[Image-grounded pointing data]

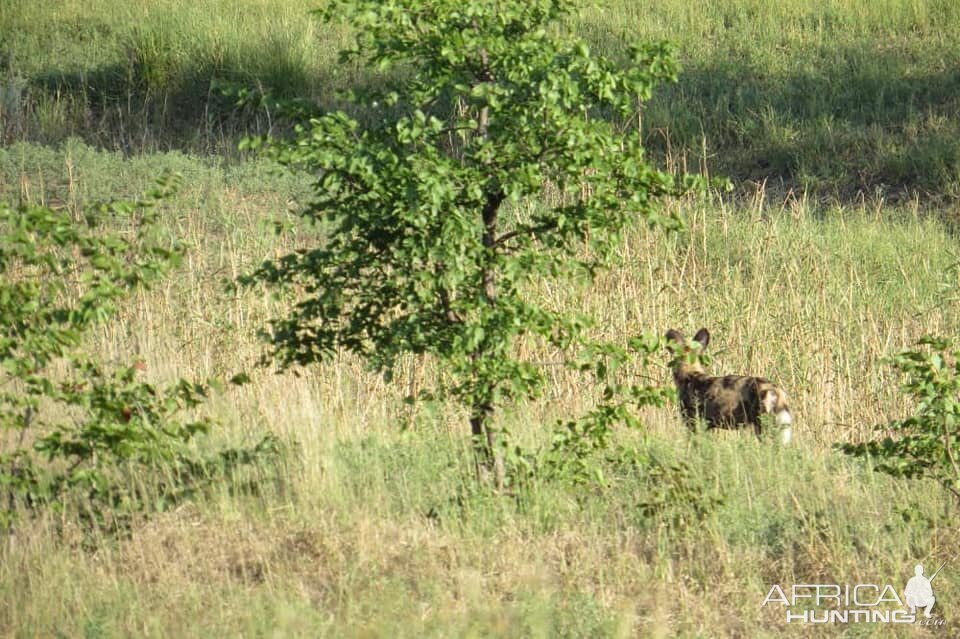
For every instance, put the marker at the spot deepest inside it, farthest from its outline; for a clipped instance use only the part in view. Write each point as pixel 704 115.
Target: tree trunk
pixel 487 455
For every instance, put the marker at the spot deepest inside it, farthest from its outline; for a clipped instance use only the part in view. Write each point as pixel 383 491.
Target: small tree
pixel 498 157
pixel 927 443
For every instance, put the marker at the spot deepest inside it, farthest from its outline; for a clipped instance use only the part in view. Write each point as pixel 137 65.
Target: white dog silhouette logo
pixel 918 592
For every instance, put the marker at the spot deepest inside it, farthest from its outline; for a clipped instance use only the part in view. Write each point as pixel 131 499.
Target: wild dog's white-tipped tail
pixel 785 422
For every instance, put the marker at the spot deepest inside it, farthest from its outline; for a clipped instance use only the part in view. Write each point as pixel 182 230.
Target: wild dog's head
pixel 686 354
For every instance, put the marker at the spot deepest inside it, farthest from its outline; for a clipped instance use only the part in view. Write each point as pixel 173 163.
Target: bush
pixel 76 431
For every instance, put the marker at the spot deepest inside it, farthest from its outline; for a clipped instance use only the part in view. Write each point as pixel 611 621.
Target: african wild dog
pixel 731 401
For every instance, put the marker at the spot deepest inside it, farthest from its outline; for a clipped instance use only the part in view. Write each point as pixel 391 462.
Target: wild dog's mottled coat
pixel 731 401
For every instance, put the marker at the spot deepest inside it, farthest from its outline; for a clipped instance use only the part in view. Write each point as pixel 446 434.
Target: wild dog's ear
pixel 702 336
pixel 674 336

The problem.
Word for word, copy all the entries above, but with no pictures.

Task answer.
For every instance, put the marker at the spot deepest inside it, farthest from its outline; for a clipped instance use only the part in view. Write each point as pixel 704 115.
Target: tree trunk
pixel 487 455
For every instance, put the marker at the spot deepest inside it, farthest from its outline; for a clipped instance use only the part in view. Write each point as pixel 383 491.
Target: small tree
pixel 498 157
pixel 927 443
For every instance, put the marker at the spot deepest inside it, farthest from its outline; for a clipped instance use only the part in view. Write each point as pixel 137 65.
Target: white dog silhouette logo
pixel 918 592
For every instance, put the marker at the spot deepest inside it, farthest from its outline; for a clipped instance use only the part in view. Write each point as pixel 131 499.
Target: wild dog's white-tipped tail
pixel 785 422
For every instance, put the marker at the spot deepest inside it, farthest from its outline; for a clipped instance use only the part in view. Write each point as pixel 182 230.
Target: wild dog's head
pixel 686 354
For every instance, put the marker at the spot deepest inside it, farthest from its outline; for a clipped instance use only the part in view. Write each point as pixel 173 163.
Target: bush
pixel 76 431
For every instance, put the marker at the spot deepest inside it, farthest from its outline; for a clipped instance use only the part in view. Write each point as pixel 611 621.
Target: african wild dog
pixel 731 401
For every instance, put the marker at the spot deepest inside it, farthest from its outline; for a clipped instance use only the part in view. Write each point as pixel 391 462.
Target: wild dog's mottled coat
pixel 731 401
For every instance, put the marker at the spot deepest inside it, farthest from its outline; for a clipped instance use only the part in view. Write each point as pixel 446 434.
Target: wild dog's ear
pixel 702 336
pixel 674 336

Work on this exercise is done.